**ASSIGNED TASK**.
All the entries below should be reproduced exactly.

**EXERCISE DATA**.
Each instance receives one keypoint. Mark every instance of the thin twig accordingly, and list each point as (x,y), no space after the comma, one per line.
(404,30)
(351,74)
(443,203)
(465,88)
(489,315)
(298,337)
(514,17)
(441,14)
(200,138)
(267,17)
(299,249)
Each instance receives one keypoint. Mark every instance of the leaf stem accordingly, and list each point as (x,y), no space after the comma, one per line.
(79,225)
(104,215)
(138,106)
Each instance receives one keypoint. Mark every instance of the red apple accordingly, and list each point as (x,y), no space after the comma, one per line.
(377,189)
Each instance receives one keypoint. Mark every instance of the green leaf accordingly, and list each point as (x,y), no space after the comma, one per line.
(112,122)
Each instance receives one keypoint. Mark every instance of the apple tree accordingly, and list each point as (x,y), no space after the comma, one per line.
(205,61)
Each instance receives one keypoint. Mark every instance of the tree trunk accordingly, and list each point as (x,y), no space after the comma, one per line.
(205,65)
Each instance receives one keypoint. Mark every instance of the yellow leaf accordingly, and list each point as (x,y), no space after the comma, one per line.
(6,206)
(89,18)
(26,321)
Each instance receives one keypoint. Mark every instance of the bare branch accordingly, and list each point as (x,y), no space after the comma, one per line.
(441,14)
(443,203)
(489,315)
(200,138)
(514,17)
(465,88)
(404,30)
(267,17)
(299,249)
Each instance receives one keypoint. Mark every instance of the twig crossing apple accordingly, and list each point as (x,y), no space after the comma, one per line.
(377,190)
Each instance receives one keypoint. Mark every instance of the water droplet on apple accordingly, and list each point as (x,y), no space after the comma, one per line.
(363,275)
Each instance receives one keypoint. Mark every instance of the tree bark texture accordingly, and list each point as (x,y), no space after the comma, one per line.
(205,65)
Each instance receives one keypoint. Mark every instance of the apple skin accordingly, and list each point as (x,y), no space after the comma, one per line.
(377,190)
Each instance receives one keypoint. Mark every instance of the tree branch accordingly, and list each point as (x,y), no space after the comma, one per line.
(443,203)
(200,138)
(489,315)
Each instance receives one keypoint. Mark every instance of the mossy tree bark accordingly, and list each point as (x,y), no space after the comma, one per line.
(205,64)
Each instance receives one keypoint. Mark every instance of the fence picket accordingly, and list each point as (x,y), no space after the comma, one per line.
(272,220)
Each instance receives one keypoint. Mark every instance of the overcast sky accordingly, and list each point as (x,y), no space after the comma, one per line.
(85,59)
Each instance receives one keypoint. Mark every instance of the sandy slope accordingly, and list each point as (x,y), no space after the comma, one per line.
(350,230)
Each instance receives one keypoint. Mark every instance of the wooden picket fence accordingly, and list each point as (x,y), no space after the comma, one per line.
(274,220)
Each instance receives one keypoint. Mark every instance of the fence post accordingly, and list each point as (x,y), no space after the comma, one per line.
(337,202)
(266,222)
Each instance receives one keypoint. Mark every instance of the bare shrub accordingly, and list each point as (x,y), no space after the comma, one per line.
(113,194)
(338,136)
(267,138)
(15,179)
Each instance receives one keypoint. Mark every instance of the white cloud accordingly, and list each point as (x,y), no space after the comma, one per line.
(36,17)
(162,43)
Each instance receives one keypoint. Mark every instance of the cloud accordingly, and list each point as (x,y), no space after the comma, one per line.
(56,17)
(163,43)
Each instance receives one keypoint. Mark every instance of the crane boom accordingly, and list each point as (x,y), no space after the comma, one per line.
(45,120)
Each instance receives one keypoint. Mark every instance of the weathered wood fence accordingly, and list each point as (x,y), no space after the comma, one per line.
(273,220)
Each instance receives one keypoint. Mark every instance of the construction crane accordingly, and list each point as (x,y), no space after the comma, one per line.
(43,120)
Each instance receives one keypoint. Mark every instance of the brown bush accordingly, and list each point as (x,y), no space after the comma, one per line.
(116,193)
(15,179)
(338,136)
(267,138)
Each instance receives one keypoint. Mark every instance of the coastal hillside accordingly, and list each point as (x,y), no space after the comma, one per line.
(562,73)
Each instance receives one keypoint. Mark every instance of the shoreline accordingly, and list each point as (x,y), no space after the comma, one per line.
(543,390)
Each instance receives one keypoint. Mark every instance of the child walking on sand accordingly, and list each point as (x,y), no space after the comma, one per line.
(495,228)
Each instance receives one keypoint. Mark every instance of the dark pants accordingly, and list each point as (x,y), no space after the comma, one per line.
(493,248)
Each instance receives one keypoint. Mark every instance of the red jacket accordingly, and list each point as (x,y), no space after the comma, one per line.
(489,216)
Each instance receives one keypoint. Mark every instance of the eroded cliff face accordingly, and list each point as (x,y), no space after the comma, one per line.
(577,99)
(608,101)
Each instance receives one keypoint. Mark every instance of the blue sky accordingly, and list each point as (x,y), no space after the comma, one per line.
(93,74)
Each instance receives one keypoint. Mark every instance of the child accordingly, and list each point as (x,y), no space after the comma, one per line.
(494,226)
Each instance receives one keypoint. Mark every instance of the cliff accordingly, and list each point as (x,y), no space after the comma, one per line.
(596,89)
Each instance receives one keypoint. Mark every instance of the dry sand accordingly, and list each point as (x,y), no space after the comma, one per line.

**OUTPUT OF THE TASK**.
Each instance receives one keypoint. Mark every instance of the thin twig accordingly, and list each point as (x,y), no space after the comma, one per line.
(404,30)
(351,74)
(443,203)
(465,88)
(489,315)
(298,337)
(514,17)
(441,14)
(200,138)
(267,17)
(299,249)
Each instance receives one keypoint. Mark every instance of the leaf stem accordingly, and list each point as (x,y), no space after the comma, one per line.
(79,225)
(104,215)
(138,106)
Each instance receives one keypoint. Mark every instance of the red apple accordingly, and list each point as (x,y), no space after the comma, one per line.
(377,189)
Each instance receives one keypoint. Mark every instance of the green leaf accordingly, and list each point as (x,y), no space after the comma, one per line.
(112,122)
Each instance receives one keypoint. Mark every instance of the apple tree accordingly, and list each point as (x,y), no space after the comma, one per line.
(205,61)
Each instance receives one keypoint. Mark every instance of the tree trunk accordingly, and list each point as (x,y), no space after the comma, one per line.
(205,65)
Each instance receives one keypoint. Mark every instance of the yellow leaf accordingly, and list each point as (x,y), no space after the comma, one per line.
(6,206)
(89,18)
(26,321)
Each instance receives one keypoint. Mark every instance of the bare branch accordingly, and list each point as (x,y), no space after the comma, one per line.
(441,14)
(443,203)
(489,315)
(200,138)
(514,17)
(465,88)
(404,30)
(267,17)
(299,249)
Each instance receives one keypoint. Mark every instance of the twig crossing apple accordingly, and list each point as (x,y), no space after the comma, one per line.
(377,190)
Each instance receives one keypoint. Mark every instance of the water droplet on apple accordingly, and list each point as (x,y), no space after the comma, one per line.
(363,275)
Each instance receives one keypoint. Mark every instance of the tree bark texture accordingly, and list each point as (x,y), no space after the comma, one per line.
(205,65)
Each instance receives one keypoint. Mark every instance of the apple skin accordingly, and list each point as (x,y), no space after the comma, one per line.
(377,190)
Each instance receives one keypoint. Mark every instance of the tree branch accordingly, and list each point as (x,y), no space after the comma, one per line.
(443,203)
(200,138)
(489,315)
Each instance receives one keypoint. Mark every instance of the mossy tree bark accordingly, and list each point as (x,y), no space after the comma, one per line.
(205,64)
Each instance receives one keypoint. Mark every instance of the fence picket accordingly, and list each point as (x,y), no space after the comma, one per line.
(272,220)
Each instance receives one keypoint. Mark every instance of the overcast sky accordingly, and list each point as (x,y), no space after the comma, one per line.
(85,59)
Each instance receives one keypoint. Mark every instance of the sandy slope accordingly, and list each point as (x,y), no space after the comma, one per line.
(350,230)
Each instance receives one keypoint. Mark every instance of the wooden picket fence accordingly, and list each point as (x,y), no space after the comma, one per line.
(274,220)
Each instance receives one keypoint. Mark every instance of the fence post accordingly, and list each point as (x,y), no space after the comma, one per line.
(337,202)
(266,222)
Each instance receives one keypoint. Mark every instance of the bare shrub accordingly, and list each point as (x,y), no space after the comma, one per line.
(113,194)
(338,136)
(267,138)
(15,179)
Each instance receives one keypoint. Mark every instance of the white cloud accordingly, and list each point as (x,y), no space after the comma, one per line.
(36,17)
(162,43)
Each instance receives one keypoint. Mark every instance of the cloud accordingly, and list each point as (x,y), no space after the comma, one per line.
(56,17)
(163,43)
Each instance receives one keypoint. Mark every instance of the crane boom accordingly, and list each point as (x,y), no space after the comma, one per line.
(45,120)
Each instance receives one keypoint. Mark every instance of the weathered wood fence accordingly, and list each point as (x,y), no space after the comma, one per line.
(273,220)
Each instance receives one keypoint. Mark every instance of the construction crane accordingly, and list each point as (x,y), no space after the comma, one per line.
(43,120)
Each instance receives one keypoint. Mark every instance of the brown bush accordingly, and list each point as (x,y), no space after the comma, one per line.
(116,193)
(15,179)
(338,136)
(267,138)
Each instance receives one keypoint. Mark every instance of the coastal hillside accordingly, and list each point as (x,y), no space after the comma, one per line.
(562,73)
Each instance receives one keypoint. Mark every instance of the shoreline accordingly, and list each point as (x,y), no space after the comma, one per line.
(543,390)
Each instance receives one keypoint. Mark every instance of the child walking on sand accordingly, and list each point as (x,y), no space after the comma, one per line.
(495,228)
Each instance receives one keypoint. Mark every instance of the dark pants accordingly, and list each point as (x,y), no space after the comma, one per line.
(493,248)
Each instance receives one keypoint. Mark every instance of the red jacket accordingly, and list each point as (x,y), no space after the comma, one per line.
(489,216)
Each instance receives one keypoint. Mark every instance of the eroded cliff face accordingly, and list each point as (x,y), no space after the comma, one per line.
(577,99)
(608,101)
Each instance receives one keypoint. Mark every instance of the blue sky accordingly, and list each point as (x,y), no space after the comma, one per line.
(93,74)
Each instance receives one keypoint. Mark every instance of the child accordingly, and list each point as (x,y), no space after the comma, one per line.
(494,226)
Each instance receives one keypoint. Mark every instance of the cliff accordingly, and list each point as (x,y), no space after the comma, one per line.
(596,89)
Each instance receives one keypoint. Mark every instance of the dry sand accordingly, and list each point as (x,y), no space after the comma, one per line.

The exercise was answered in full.